READING PASSAGE »
⁂
Massachusetts Likely To Approve OOXML
Ian Lamont writes "The IT department of the state government of Massachusetts has designated Microsoft's Office Open XML as an open document format, along with ODF, plain text, and HTML. It's only a draft policy, but it sets the stage for the format being given an official stamp of approval by state authorities — and weakens earlier Massachusetts support for the Open Document Format. Microsoft got a big boost at the end of 2006 when Ecma approved OOXML, and again this spring when pro-ODF legislation was being defeated or watered down in six states."
Coming up later, Massachusets negotiates big discount from Microsoft. film at 11.
At the bottom of the
Posting AC for obvious reasons...
What many people probably don't know is that Microsoft have been lobbying companies, especially technology partners, to lobby their local standards body to get them to lobby ISO. You receive an email talking about "choice" and why that is important and what OOXML is all about, you also get a handy word document (not in OOXML ironically) which you can fill in, sign and post, or an email template that you can send off to the organisation in question. MS also would like a "quote" from the companies to say that they support "choice" and hence OOXML.
And of course good partners of Microsoft often get cash investment in sales campaigns and go to markets.
Why the rest of the country, much less the rest of the world, cares about what Massachusetts thinks is standard?
It weakens ODF's potential for exclusive adoption in Massachusetts. It would be very unlikely that a state (particularly one as large as Massachusetts) would ever completely refuse to accept documents in a format as soon-to-be-common (like it or not) as OOXML.
⁂
DATA »
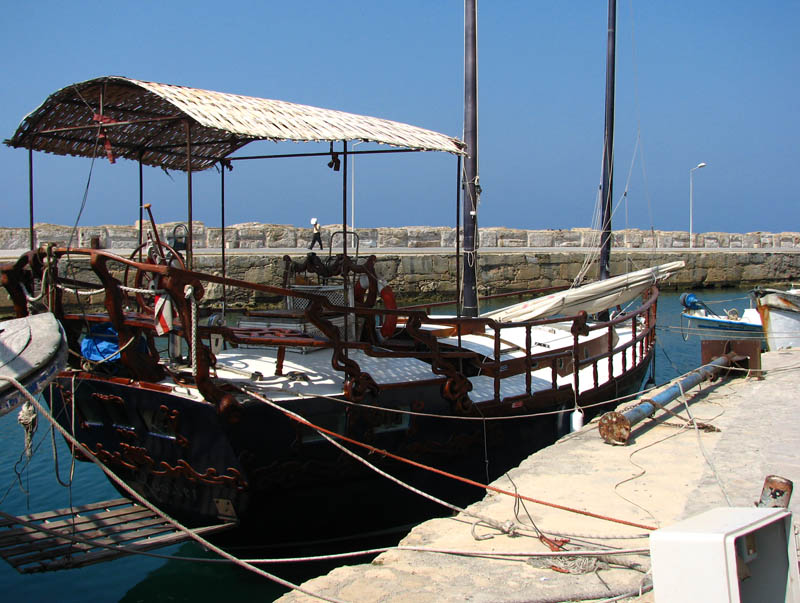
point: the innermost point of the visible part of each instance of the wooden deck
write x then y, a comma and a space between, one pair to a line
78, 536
⁂
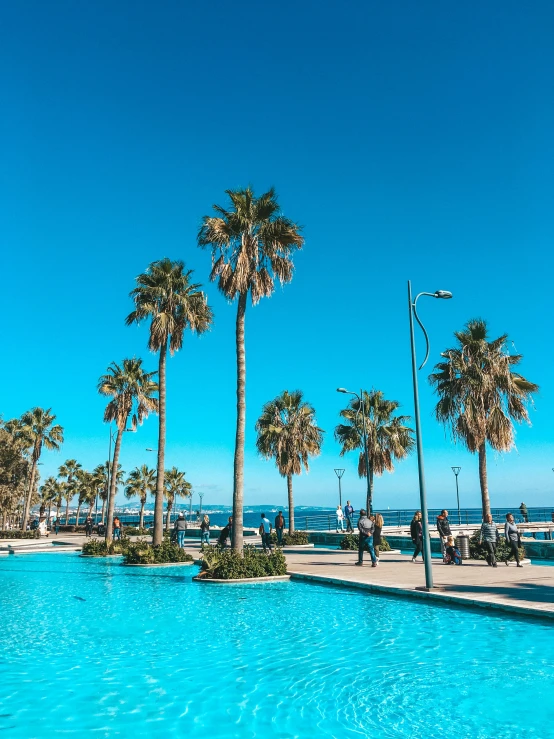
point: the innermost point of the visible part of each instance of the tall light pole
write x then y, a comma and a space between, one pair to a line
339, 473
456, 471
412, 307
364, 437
⁂
WHAT TO WORK ON »
**A.** In the passage on Massachusetts and OOXML, which formats did the state's IT department designate as open document formats along with Office Open XML?
**B.** Tally the lines of the records that contain the string "point", treating case as significant, and give only the number.

RESPONSES PER TASK »
**A.** ODF, plain text, and HTML.

**B.** 2